Recorded data:
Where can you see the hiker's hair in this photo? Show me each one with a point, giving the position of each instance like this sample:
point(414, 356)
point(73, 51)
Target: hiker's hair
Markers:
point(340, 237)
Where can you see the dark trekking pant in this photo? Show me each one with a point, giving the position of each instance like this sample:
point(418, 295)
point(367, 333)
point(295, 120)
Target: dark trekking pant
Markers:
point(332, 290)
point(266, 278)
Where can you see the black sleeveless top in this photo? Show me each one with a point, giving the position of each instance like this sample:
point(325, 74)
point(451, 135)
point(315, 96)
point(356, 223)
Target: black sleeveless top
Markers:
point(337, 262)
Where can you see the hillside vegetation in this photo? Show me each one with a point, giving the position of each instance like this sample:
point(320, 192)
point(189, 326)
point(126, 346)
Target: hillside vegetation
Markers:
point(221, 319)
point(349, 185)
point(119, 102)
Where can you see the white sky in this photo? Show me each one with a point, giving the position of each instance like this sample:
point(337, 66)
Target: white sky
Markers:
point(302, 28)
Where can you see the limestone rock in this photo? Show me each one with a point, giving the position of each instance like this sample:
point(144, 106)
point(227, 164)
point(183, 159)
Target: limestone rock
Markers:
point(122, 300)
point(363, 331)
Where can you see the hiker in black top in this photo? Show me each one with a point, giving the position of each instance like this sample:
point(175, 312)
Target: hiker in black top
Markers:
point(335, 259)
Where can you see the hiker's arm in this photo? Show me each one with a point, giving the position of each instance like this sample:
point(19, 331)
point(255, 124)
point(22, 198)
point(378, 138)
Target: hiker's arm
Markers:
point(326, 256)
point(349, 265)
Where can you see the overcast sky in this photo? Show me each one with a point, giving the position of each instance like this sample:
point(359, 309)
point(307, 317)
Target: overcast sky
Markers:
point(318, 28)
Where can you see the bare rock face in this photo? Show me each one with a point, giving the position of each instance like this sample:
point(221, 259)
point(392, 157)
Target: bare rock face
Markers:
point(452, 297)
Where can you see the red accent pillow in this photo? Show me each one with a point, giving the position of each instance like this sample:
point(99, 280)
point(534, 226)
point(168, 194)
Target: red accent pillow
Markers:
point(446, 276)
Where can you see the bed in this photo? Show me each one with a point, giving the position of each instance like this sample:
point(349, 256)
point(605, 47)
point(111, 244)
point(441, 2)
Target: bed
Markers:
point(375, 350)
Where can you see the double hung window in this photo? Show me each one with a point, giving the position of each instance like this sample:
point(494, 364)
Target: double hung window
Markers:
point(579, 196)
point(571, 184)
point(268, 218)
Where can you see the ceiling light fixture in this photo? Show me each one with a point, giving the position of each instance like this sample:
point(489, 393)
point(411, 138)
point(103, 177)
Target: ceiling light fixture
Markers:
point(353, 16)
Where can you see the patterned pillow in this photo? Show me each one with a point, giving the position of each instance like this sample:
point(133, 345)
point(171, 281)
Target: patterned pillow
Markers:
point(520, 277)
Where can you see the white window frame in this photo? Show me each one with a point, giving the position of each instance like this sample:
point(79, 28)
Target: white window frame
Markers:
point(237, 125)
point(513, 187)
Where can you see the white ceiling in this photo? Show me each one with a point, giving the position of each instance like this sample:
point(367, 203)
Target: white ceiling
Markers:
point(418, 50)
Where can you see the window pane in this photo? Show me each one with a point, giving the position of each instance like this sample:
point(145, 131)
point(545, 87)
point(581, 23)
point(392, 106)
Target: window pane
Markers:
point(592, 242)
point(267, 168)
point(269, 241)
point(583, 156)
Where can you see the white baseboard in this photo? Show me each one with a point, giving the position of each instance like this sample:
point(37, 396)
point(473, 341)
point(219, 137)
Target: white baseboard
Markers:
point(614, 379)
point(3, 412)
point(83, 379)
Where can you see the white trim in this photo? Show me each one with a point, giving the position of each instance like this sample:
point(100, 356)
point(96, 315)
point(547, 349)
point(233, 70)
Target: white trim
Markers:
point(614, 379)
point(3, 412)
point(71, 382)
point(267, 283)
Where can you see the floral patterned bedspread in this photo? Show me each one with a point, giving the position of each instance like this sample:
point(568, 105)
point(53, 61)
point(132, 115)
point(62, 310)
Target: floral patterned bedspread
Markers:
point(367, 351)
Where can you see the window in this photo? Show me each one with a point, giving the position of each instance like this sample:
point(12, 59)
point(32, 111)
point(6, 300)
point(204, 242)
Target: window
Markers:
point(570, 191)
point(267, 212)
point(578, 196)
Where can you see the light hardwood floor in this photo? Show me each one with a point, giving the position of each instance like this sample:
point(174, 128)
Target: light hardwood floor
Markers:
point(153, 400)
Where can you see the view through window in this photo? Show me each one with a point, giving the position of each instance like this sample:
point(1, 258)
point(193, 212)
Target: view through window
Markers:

Exercise prompt: Swap every "Markers" in the material above for "Locations", and write out all the material again with nothing else altered.

Result of this task:
Where can you see the hiker's hair in this photo? Show me each one with a point, giving the position of each instance like this sample:
point(414, 356)
point(73, 51)
Target: hiker's hair
Locations:
point(340, 237)
Where can you see the dark trekking pant in this photo? Show me each one with a point, giving the position of each instance like this sample:
point(418, 295)
point(367, 333)
point(295, 120)
Target: dark trekking pant
Locations:
point(332, 290)
point(266, 278)
Where can you see the black sleeveless top in this photo? Show me each one with a point, giving the position of each instance like this sample:
point(325, 74)
point(451, 135)
point(315, 96)
point(356, 223)
Target: black sleeveless top
Locations:
point(337, 262)
Where can you see the hillside vegetation in this photo? Show me each one with a point, giving the position of each instance like this sample:
point(320, 192)
point(189, 326)
point(126, 346)
Target: hillside vegetation
Locations:
point(221, 319)
point(349, 185)
point(119, 102)
Where can you see the white sky in this photo? Show me each one with a point, giving the position of each instance like this sample:
point(337, 66)
Target: white sky
Locations:
point(302, 28)
Where can you see the limestone rock in this photo? Show me each one with a point, giving the position of each instance like this sample:
point(144, 106)
point(227, 164)
point(183, 159)
Target: limestone rock
Locations:
point(122, 300)
point(363, 331)
Where can you see the hiker in black top in this photo? Show me each one with a point, giving the position of each instance like this sample:
point(175, 312)
Target: hiker in black top
Locations:
point(335, 259)
Where can you see the hiker's arm in this photo? Show me each one with a point, giving the position of each instance like this sample:
point(19, 331)
point(255, 124)
point(22, 198)
point(378, 138)
Target: hiker's arm
Locations:
point(326, 256)
point(349, 265)
Where can you see the overcast sky in this photo? Show me each one with a point, giving the position of each instance like this sample:
point(359, 309)
point(307, 317)
Target: overcast sky
Locations:
point(318, 28)
Where can you see the bare rock face in this photo? Show me each one with a point, giving the position of each instance like this sample:
point(221, 259)
point(392, 157)
Target: bare rock face
Locations:
point(452, 297)
Where can you see the red accent pillow in this photo? Show me each one with a point, giving the position of each instance like this sample:
point(99, 280)
point(534, 226)
point(168, 194)
Target: red accent pillow
Locations:
point(446, 276)
Where can you see the bed in this photo? Show me each one with a point, giving the position of each instance like this sample:
point(349, 256)
point(605, 47)
point(111, 244)
point(441, 2)
Target: bed
Locations:
point(375, 350)
Where can you see the double hung window in this photo? Show me each one with a point, giving the position of each instance like this sample:
point(494, 364)
Target: double hung window
Locations:
point(579, 196)
point(571, 184)
point(268, 218)
Where can you see the ceiling light fixture in this photo? Show me each one with a point, giving the position of each instance like this sample:
point(489, 393)
point(411, 138)
point(103, 177)
Target: ceiling light fixture
Locations:
point(353, 16)
Where can you see the patterned pillow in this photo? Show me each one with a point, giving the position of each instance like this sample:
point(133, 345)
point(171, 281)
Target: patterned pillow
Locations:
point(520, 277)
Where can you see the white window frame in this photo? Show me each one with a point, giving the position of each instance like this sample:
point(79, 28)
Target: white window frame
Locations:
point(237, 125)
point(513, 187)
Where can you see the white ceiling in this photo? Show me each one with a point, giving the position of each instance like this sample:
point(367, 203)
Target: white ceiling
Locations:
point(418, 50)
Where can you see the window pane in this photo? Show me each one with a point, giving the position of each instance like this sample:
point(145, 131)
point(545, 87)
point(581, 23)
point(392, 106)
Target: window pane
Locations:
point(592, 242)
point(267, 168)
point(269, 241)
point(583, 156)
Where can you see the white baseboard in this photo? Show me each one with a point, giving the position of each instance like this sample:
point(37, 396)
point(473, 341)
point(219, 137)
Target: white baseboard
Locations:
point(614, 379)
point(3, 412)
point(83, 379)
Where can you see the white trim in this photo? Show me each one with a point, giving the position of each instance like this sample:
point(100, 356)
point(96, 315)
point(547, 349)
point(233, 70)
Target: white trim
Locations:
point(614, 379)
point(3, 412)
point(71, 382)
point(267, 283)
Where can you see the floral patterned bedspread in this photo? Show me each one with a point, giving the position of each instance like this sample:
point(568, 105)
point(53, 61)
point(132, 115)
point(62, 310)
Target: floral patterned bedspread
Locations:
point(367, 351)
Where can you see the window in this photo? Show me each one with a point, giving the position of each instance like this sample:
point(12, 59)
point(32, 111)
point(6, 300)
point(204, 242)
Target: window
Locations:
point(570, 191)
point(267, 212)
point(578, 196)
Where can you see the light hardwood floor in this photo? Show me each one with a point, giving the position of each instance like this sample:
point(174, 128)
Target: light hardwood floor
Locations:
point(153, 400)
Where can you see the view through window in this photo? Show me each one with a point, giving the position of each instance like this sample:
point(1, 258)
point(193, 212)
Target: view through window
Locations:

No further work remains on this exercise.